- **Task instructions**: Could you copy every line of the listing below, requests included, but scale each point coordinate in the answers by 1.35 and round it to a whole number, with halves rounded up?

- **Records supplied**:
..............................
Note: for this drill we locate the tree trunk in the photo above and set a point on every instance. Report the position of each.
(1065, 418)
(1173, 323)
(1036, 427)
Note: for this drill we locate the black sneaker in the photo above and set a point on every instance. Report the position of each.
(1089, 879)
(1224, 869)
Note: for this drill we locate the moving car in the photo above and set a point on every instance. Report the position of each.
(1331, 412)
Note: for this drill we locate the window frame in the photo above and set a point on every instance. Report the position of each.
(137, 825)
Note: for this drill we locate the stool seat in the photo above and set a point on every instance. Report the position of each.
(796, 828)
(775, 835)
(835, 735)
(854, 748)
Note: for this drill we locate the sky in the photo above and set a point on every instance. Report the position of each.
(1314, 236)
..............................
- **Solution**:
Note: for this drill we locate the tree trunk in the photo above and set a point on every instance. Report the position of each.
(1438, 564)
(1584, 436)
(1399, 576)
Note: for this drill we locate the black sneaker in the photo above and set a point on every instance. Report the position of each.
(1470, 1187)
(1652, 1173)
Note: for this drill we locate the moving car in the photo above and set a point on every instance. Report the position of each.
(1797, 556)
Note: for this drill we locate the window frame in the photo above and set a point on every instance. Report the position of each.
(185, 1114)
Note: for this drill we locate the stool seat in the photo above and set a point on every instance. Report the position of each.
(1075, 1118)
(1046, 1127)
(1127, 992)
(1153, 1010)
Note: for this drill we locate the sky in the photo above and set a point on every instance. Report the position of each.
(1774, 319)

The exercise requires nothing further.